◆ Extract
# # # #

Dec 1, 2010 10:29 GMT  ·  By
Sensors on two finger-like mini-booms extending horizontally from the mast of NASA's Mars rover Curiosity will monitor wind speed, wind direction and air temperature
   Sensors on two finger-like mini-booms extending horizontally from the mast of NASA's Mars rover Curiosity will monitor wind speed, wind direction and air temperature

When the Mars Science Laboratory rover, now called Curiosity, will roam the surface of our neighboring planet, it will provide daily weather bulletins for mission controllers on Earth. The readings will be taken by a Spanish instrument that will go on the explorations robot.

In addition to searching for signs of past life on the Red Planet, the MSL is also tasked with a variety of other missions, such as for example conducting exhaustive analyses on the current conditions on Mars.

At the same time, other instruments will search for clues as to how the environment looked like several billions of years ago, when experts say an ocean of liquid water existed on the planet.

By measuring daily and seasonal changes in the atmosphere, researchers will be able to derive long-term trends in Martian atmospheric conditions near Curiosity's landing site.

# # # #

◆ Record set
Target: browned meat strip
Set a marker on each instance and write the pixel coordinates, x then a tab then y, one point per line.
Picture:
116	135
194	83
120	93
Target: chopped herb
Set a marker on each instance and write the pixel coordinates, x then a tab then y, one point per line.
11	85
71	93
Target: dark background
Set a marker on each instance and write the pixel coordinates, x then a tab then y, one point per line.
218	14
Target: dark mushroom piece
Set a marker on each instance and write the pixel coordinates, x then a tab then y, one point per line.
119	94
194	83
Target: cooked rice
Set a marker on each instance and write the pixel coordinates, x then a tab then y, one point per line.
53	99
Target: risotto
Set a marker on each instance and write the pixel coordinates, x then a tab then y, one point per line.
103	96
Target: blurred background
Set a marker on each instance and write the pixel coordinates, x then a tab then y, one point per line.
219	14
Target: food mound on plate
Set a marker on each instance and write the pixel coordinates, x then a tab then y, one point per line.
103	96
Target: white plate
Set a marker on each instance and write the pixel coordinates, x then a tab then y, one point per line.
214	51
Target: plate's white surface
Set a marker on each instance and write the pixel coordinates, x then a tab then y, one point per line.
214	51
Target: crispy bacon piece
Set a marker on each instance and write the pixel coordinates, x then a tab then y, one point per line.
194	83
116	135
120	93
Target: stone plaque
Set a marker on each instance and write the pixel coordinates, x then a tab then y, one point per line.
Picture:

# # # #

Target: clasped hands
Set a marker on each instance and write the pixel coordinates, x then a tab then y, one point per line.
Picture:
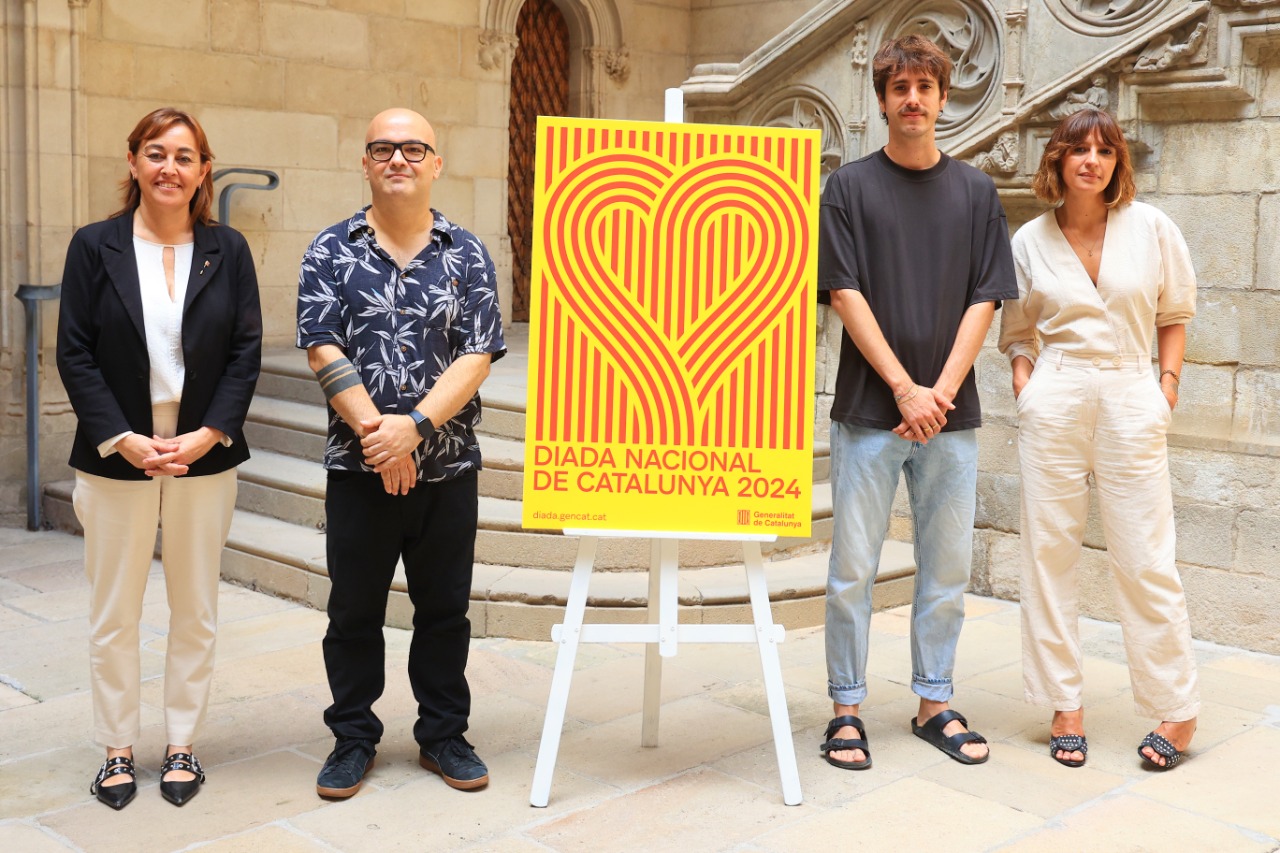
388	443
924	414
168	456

# # # #

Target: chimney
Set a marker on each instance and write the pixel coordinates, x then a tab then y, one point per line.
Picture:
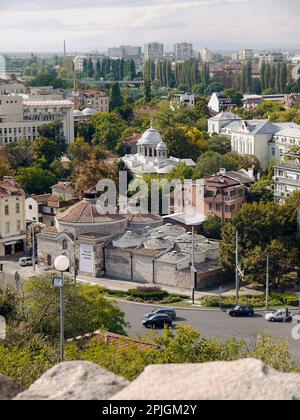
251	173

# # # #

◆ Activity
Extend the article about the Curiosity rover's weather readings on Mars, picking up after its final sentence. The records have nothing to do with what you are asked to do.

◆ Output
These data will come in handy if manned missions to the planet are to be conducted. Astronauts that will go there will need to know what type of weather they can expect at various landing locations.

The MSL will carry with it a complex suite of 10 scientific instruments. The Rover Environmental Monitoring Station (REMS) is just one of them. The instrument was built in Spain.

The construction efforts were coordinated by the country's Ministry of Science and Innovation and the Spanish Center for Industrial Technology Development. The device was integrated within the MSL in September, experts say.

The ensemble, which features sensors on Curiosity's mast, deck and inside compartments, is currently undergoing tests at the Pasadena, California-based NASA Jet Propulsion Laboratory (JPL).

Developing the external sensors was the most difficult part of the project, simply because these devices needed to be able to withstand wild temperature fluctuations without giving false readings.

“That was our biggest engineering challenge. The sensors will get very cold and go through great changes in temperature every day,” explains the principal investigator of REMS, Javier Gómez-Elvira.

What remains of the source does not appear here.